• Consegne:
1 – Rispondi a queste domande sul brano sui ricorsi:
(a) In quale data è pervenuta la memoria di replica alla requisitoria scritta?
(b) Come vengono qualificati i ricorsi nel punto 1?
(c) Secondo il ricorrente, come sarebbe avvenuta la costruzione delle due bifamiliari?
2 – Ricopia parola per parola il tratto del brano sui ricorsi che va da "Il 30 ottobre" fino a "ricorsi sono inammissibili.".

• Testo da leggere:
In sintesi, secondo il ricorrente:
mancherebbe un impianto probatorio comprovante che i non esistenti proventi illeciti di delitti fossero stati utilizzati per l’acquisto della soc l’edificazione delle bifamiliari;
l’acquisto della società e l’edificazione delle bifanniliari sarebbero avvenuti con somme di provenienza lecita: infatti, l’acquisto della società sarebbe stato eseguito con provvista derivante dalla signora NOME COGNOME che solo in un secondo momento avrebbe coinvolto il ricorrente. Tale provvista non sarebbe stata derivata dall’estorsione perpetrata ai danni del signor COGNOME oggi oggetto di procedimento penale, in quanto l’acquisto sarebbe avvenuto prima del presunto profitto da reato ipotizzato; la costruzione delle due bifamiliari sarebbe avvenuta regolarmente.
4.2. Violazione di legge, avendo la Corte di appello applicato la presunzione di esistenza di ulteriori pagamenti, nonostante le prove contrarie addotte (accordi tra le parti, atti di rec:upero credito realizzati dalle ditte/artigiani, testimonia dell’ing. COGNOME).
Il 30 ottobre 2024 è pervenuta memoria di replica alla requisitoria scritta del Sostituto Procuratore generale, con cui nell’interesse di entrambi i ricorrenti sono state sostanzialmente ribadite le argomentazioni formulate nei ricorsi.
CONSIDERATO IN DIRITTO
1. I ricorsi sono inammissibili.

• Estratto dei dati:
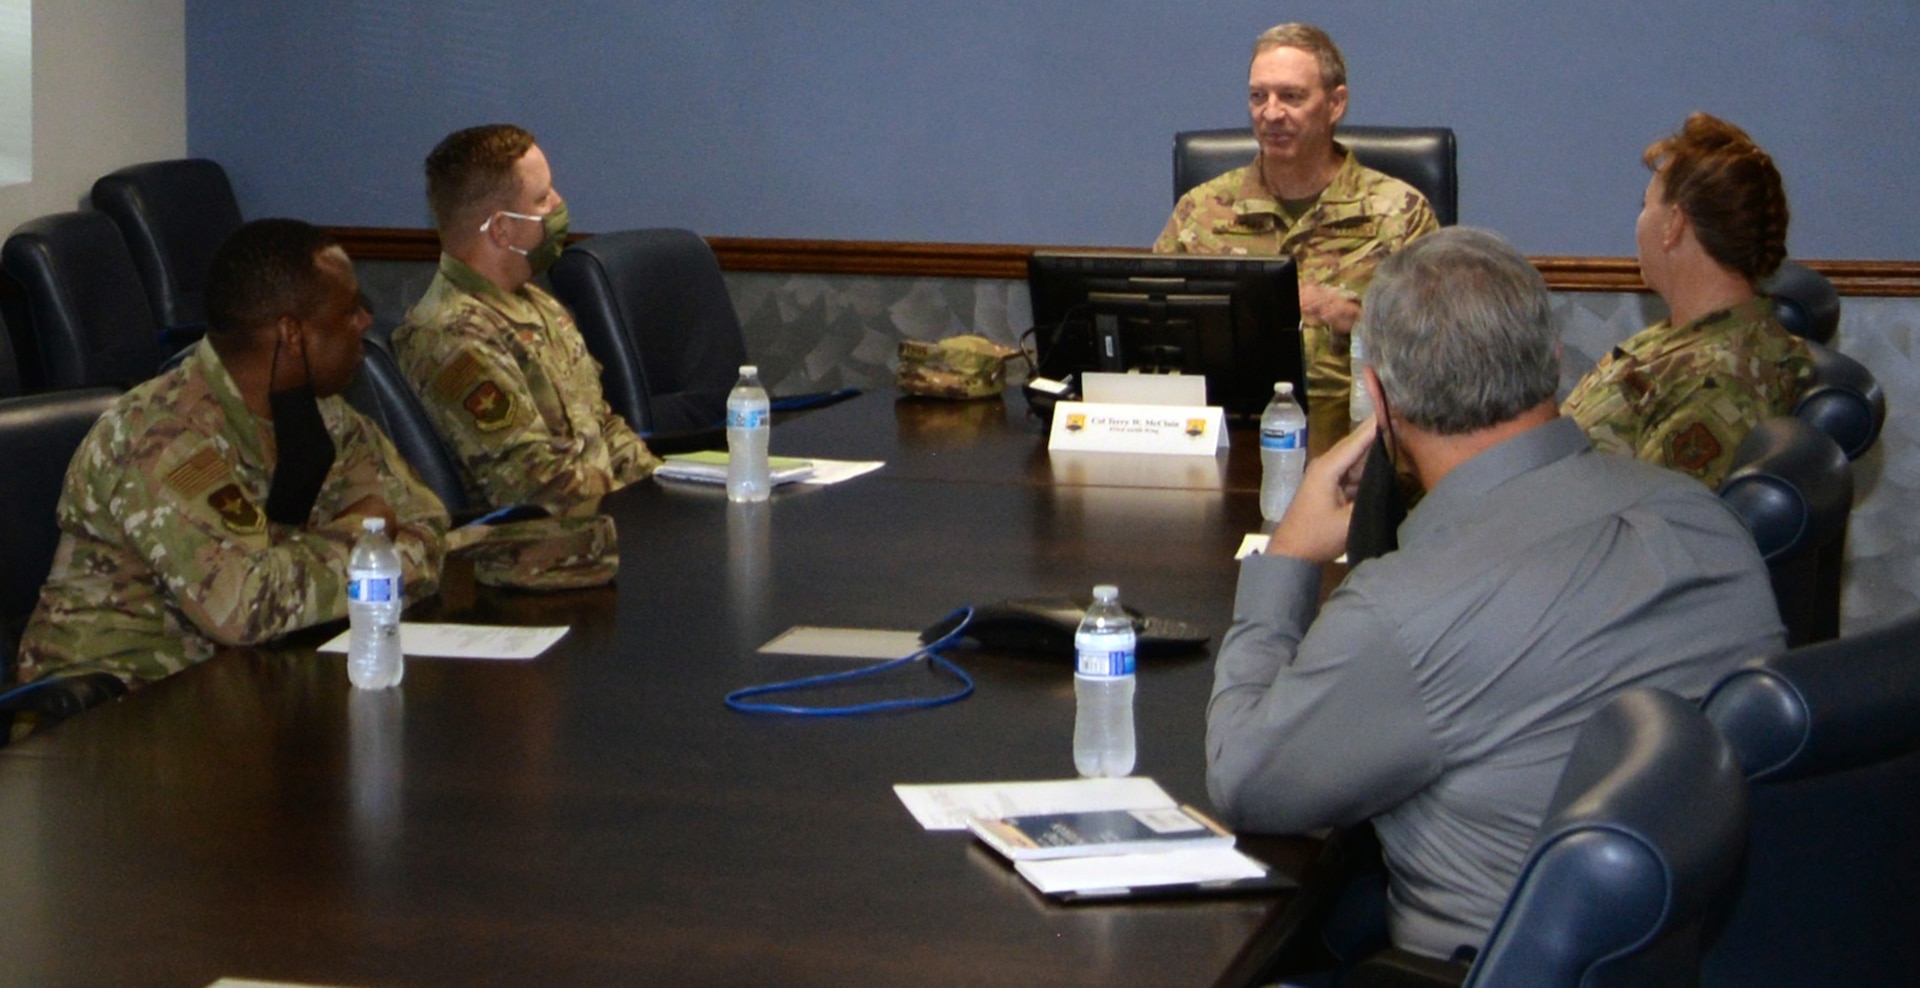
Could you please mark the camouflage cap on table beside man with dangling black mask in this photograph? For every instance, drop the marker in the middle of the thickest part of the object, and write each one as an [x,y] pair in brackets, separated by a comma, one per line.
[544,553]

==

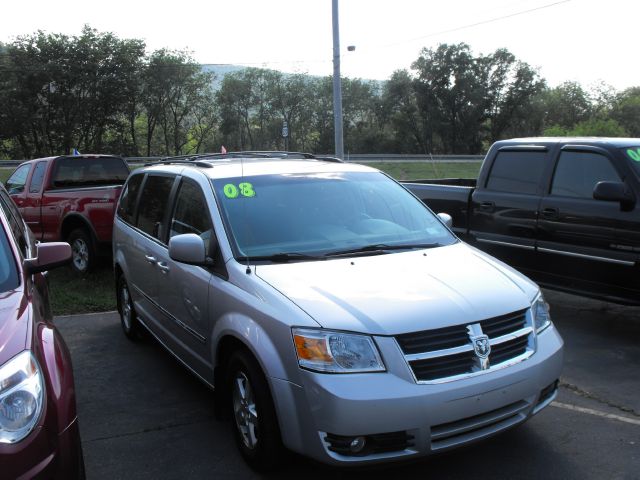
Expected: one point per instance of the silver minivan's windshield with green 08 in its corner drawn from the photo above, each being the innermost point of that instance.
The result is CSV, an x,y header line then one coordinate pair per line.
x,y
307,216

• Risposte:
1 –
(a) Il 30 ottobre 2024.
(b) Inammissibili.
(c) Regolarmente.

2 –
Il 30 ottobre 2024 è pervenuta memoria di replica alla requisitoria scritta del Sostituto Procuratore generale, con cui nell’interesse di entrambi i ricorrenti sono state sostanzialmente ribadite le argomentazioni formulate nei ricorsi.
CONSIDERATO IN DIRITTO
1. I ricorsi sono inammissibili.